Consigne écrite: D'après l'article sur le projet ONP, en quelle année ce projet a-t-il été lancé ?

Projet ONP ou la chronique d’un désastre annoncé

Pour la Cour des comptes, le retentissant échec de l’ONP, programme visant à mutualiser la paie des fonctionnaires, était inscrit dans ses gênes. Mais le pilotage défaillant du programme n’a pas permis d’enrayer le dérapage des coûts.

Dans son rapport annuel paru la semaine dernière, la Cour des comptes revient sur ce qui reste un des échecs les plus retentissants de ces dernières années en matière d’informatique de l’Etat : l’ONP (Opérateur national de paie). Ce projet, lancé en 2007, visait à rationaliser la paie des 2,7 millions d’agents publics, en la traitant dans un outil unique – le SI-Paye – alimenté par des SIRH modernisés au sein des ministères. A la clef, des économies substantielles dans le traitement de la paie, les projections de l’époque chiffrant à 3 800 le nombre de postes économisés. Sauf que rien ne s’est passé comme prévu, pour plusieurs raisons identifiables très tôt, souligne la Cour des comptes.

Les sages de la rue Cambon relèvent tout d’abord les « objectifs trop nombreux » et les « exigences trop élevées » assignés au programme ONP. Premier pari risqué : refondre le processus de la paie des agents, via un calcul de la paie opéré en un point unique et non plus dans chaque ministère. « Le succès du projet reposait (…) sur l’hypothèse que les dossiers de l’ensemble des agents de l’État, civils comme militaires, et l’intégralité des règles de paie puissent y être pris en compte », note la Cour. Pour cette dernière, l’objectif – rénover tant l’amont (les SIRH produisant les événements de carrière censés alimentés le SI-Paye) tout en bâtissant un nouveau moteur de paie – était trop ambitieux. « Le caractère simultané de ces deux chantiers était susceptible de faire naître des difficultés de coordination entre les diverses maîtrises d’ouvrage et maîtrises d’œuvre impliquées », écrit la Cour des comptes avec son art habituel de l’understatement.

Tout coder dans un outil unique !

Données:
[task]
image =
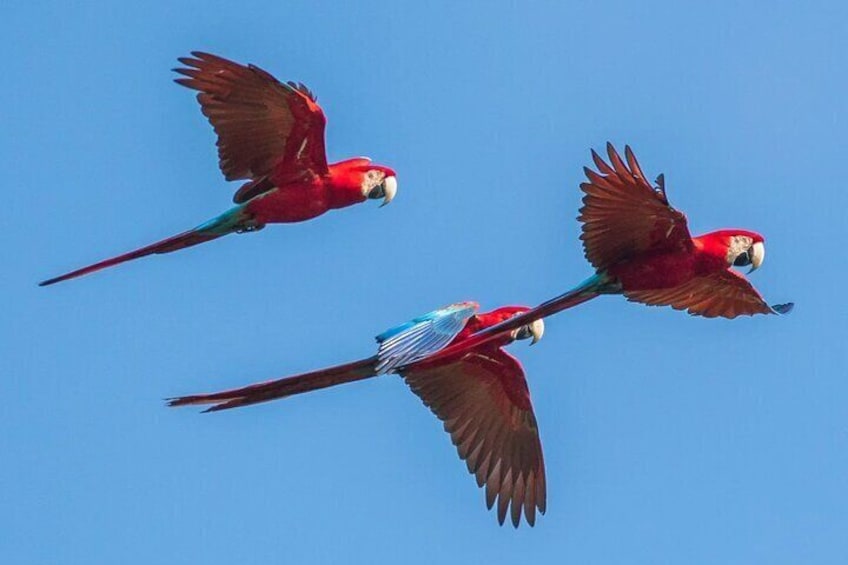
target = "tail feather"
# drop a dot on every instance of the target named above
(234, 219)
(281, 388)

Résultat de l'exercice: En 2007.